* START *

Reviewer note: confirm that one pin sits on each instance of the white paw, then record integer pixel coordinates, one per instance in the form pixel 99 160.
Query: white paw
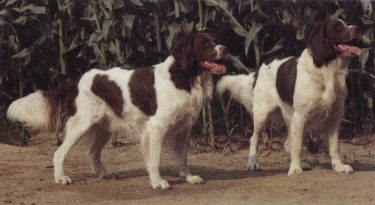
pixel 109 175
pixel 194 179
pixel 343 168
pixel 253 162
pixel 162 184
pixel 305 166
pixel 296 170
pixel 64 180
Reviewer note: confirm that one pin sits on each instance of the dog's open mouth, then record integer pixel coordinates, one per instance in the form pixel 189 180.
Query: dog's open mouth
pixel 348 50
pixel 216 67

* END *

THE PROBLEM » Render all the items above as a two-column CSV with the headers instruction and points, one row per item holding its text and its answer. Put each in a single quoted field with line breaks replaced by spaces, and leave the pictures out.

THE OUTPUT »
instruction,points
"Reviewer note: confirm that one pin sits on each instance of the white paw, then record integer pixel coordinates, one per instance in the form pixel 99 160. Query: white paw","pixel 109 175 pixel 194 179 pixel 343 168 pixel 253 162 pixel 162 184 pixel 305 166 pixel 296 170 pixel 64 180"
"Reviewer note: confirm that one pin sits on each instance of the dog's open mouth, then record integer pixel coordinates, one per instance in the form pixel 189 180. Query: dog's open mouth","pixel 348 50 pixel 216 67"